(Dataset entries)

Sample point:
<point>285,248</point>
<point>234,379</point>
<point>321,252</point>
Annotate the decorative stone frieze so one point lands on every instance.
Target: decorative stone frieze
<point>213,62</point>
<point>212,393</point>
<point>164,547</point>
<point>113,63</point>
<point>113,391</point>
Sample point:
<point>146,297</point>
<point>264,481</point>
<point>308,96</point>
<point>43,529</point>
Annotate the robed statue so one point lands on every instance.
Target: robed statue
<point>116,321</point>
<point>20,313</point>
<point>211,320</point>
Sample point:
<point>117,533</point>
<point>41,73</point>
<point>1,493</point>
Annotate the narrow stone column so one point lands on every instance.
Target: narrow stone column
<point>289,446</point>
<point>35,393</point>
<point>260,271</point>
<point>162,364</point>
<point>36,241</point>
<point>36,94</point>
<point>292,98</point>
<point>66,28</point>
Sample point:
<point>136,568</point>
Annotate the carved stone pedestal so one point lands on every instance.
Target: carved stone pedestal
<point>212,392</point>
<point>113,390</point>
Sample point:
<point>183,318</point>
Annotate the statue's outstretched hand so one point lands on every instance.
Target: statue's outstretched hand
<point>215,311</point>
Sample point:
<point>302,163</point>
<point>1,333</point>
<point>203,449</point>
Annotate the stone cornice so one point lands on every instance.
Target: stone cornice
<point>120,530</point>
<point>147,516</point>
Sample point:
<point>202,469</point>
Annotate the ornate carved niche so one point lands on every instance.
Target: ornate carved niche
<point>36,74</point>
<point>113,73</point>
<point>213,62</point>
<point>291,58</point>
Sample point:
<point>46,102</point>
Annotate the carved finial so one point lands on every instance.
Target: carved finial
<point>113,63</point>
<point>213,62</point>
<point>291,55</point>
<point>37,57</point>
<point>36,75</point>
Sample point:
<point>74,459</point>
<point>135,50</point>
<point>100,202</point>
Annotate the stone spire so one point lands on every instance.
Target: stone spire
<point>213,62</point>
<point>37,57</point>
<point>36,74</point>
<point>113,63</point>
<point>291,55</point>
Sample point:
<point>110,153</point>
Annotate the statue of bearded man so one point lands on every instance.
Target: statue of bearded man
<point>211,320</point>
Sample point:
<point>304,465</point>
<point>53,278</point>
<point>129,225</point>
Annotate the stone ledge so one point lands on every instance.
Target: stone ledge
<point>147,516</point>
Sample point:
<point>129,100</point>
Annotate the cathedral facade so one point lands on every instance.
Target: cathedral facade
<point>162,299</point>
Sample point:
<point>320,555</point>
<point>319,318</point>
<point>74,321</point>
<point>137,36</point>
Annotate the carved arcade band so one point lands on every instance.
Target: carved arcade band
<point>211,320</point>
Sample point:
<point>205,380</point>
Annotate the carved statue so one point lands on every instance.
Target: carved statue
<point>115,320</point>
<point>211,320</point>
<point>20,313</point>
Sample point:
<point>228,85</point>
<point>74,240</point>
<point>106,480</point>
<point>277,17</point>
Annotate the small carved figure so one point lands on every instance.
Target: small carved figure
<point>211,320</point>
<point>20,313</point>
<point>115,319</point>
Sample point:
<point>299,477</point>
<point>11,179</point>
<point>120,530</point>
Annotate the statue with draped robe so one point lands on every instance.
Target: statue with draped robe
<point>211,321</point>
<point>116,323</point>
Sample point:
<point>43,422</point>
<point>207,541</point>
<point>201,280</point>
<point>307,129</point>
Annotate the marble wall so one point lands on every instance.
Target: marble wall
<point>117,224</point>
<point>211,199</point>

→ **Task description**
With nothing added or dropped, reproduce all the data exactly.

→ **Solution to the exercise**
Sample point:
<point>285,248</point>
<point>234,379</point>
<point>321,252</point>
Annotate the decorative stone frieze so one point lands on every instance.
Target: decorative stone frieze
<point>213,62</point>
<point>212,393</point>
<point>164,547</point>
<point>113,63</point>
<point>113,391</point>
Sample point:
<point>146,297</point>
<point>264,481</point>
<point>308,96</point>
<point>43,529</point>
Annotate the robed statue so one point lands on every instance.
Target: robed statue
<point>116,321</point>
<point>20,313</point>
<point>211,320</point>
Sample point:
<point>117,533</point>
<point>41,73</point>
<point>1,493</point>
Annotate the narrow stone column so one point lands on every instance.
Target: narrow stone column
<point>289,446</point>
<point>35,393</point>
<point>260,271</point>
<point>162,364</point>
<point>36,241</point>
<point>36,94</point>
<point>292,98</point>
<point>66,28</point>
Sample point:
<point>136,568</point>
Annotate the carved stone pedestal so one point lands on every instance.
Target: carved stone pedestal
<point>212,392</point>
<point>113,390</point>
Sample point:
<point>183,318</point>
Annotate the statue's outstretched hand so one point lands on every instance.
Target: statue's outstretched hand
<point>215,311</point>
Sample point:
<point>302,163</point>
<point>1,333</point>
<point>203,449</point>
Annotate the stone cornice so one point lands on every instance.
Target: stone cornice
<point>120,530</point>
<point>147,516</point>
Sample point:
<point>202,469</point>
Annotate the ornate carved niche so one point lands on every instance.
Target: ornate carved niche
<point>36,74</point>
<point>113,73</point>
<point>213,62</point>
<point>291,58</point>
Sample point:
<point>46,102</point>
Annotate the carved finial so one point lands on every instance.
Target: carved finial
<point>113,63</point>
<point>213,62</point>
<point>291,55</point>
<point>37,57</point>
<point>36,75</point>
Sample point:
<point>74,459</point>
<point>135,50</point>
<point>100,202</point>
Annotate the stone spire so one point lands on every instance.
Target: stone spire
<point>213,62</point>
<point>37,57</point>
<point>36,74</point>
<point>113,63</point>
<point>291,55</point>
Sample point:
<point>110,153</point>
Annotate the statue of bearded man so one point lands on every instance.
Target: statue of bearded man
<point>211,320</point>
Sample point:
<point>304,465</point>
<point>53,278</point>
<point>129,225</point>
Annotate the stone ledge so one point lands on every instance.
Target: stone ledge
<point>147,516</point>
Sample point:
<point>129,100</point>
Annotate the cathedral facade so one point lands on every instance.
Target: cathedral facade
<point>162,299</point>
Sample point:
<point>320,555</point>
<point>319,318</point>
<point>74,321</point>
<point>137,36</point>
Annotate the carved arcade band so one point lands on every instance.
Target: carved arcade band
<point>211,320</point>
Sample point:
<point>205,380</point>
Annotate the carved statue so one point lands on every instance.
Target: carved statue
<point>115,320</point>
<point>211,320</point>
<point>20,313</point>
Sample point:
<point>228,85</point>
<point>74,240</point>
<point>106,480</point>
<point>277,17</point>
Annotate the small carved figure so one point lands on every instance.
Target: small carved figure
<point>211,320</point>
<point>20,313</point>
<point>115,319</point>
Sample point:
<point>299,477</point>
<point>11,179</point>
<point>120,530</point>
Annotate the statue with draped robe so one point lands on every instance.
Target: statue with draped robe
<point>211,321</point>
<point>116,323</point>
Sample point:
<point>43,422</point>
<point>207,541</point>
<point>201,280</point>
<point>307,129</point>
Annotate the marble wall so one point lands on every instance.
Target: marble wall
<point>117,224</point>
<point>211,199</point>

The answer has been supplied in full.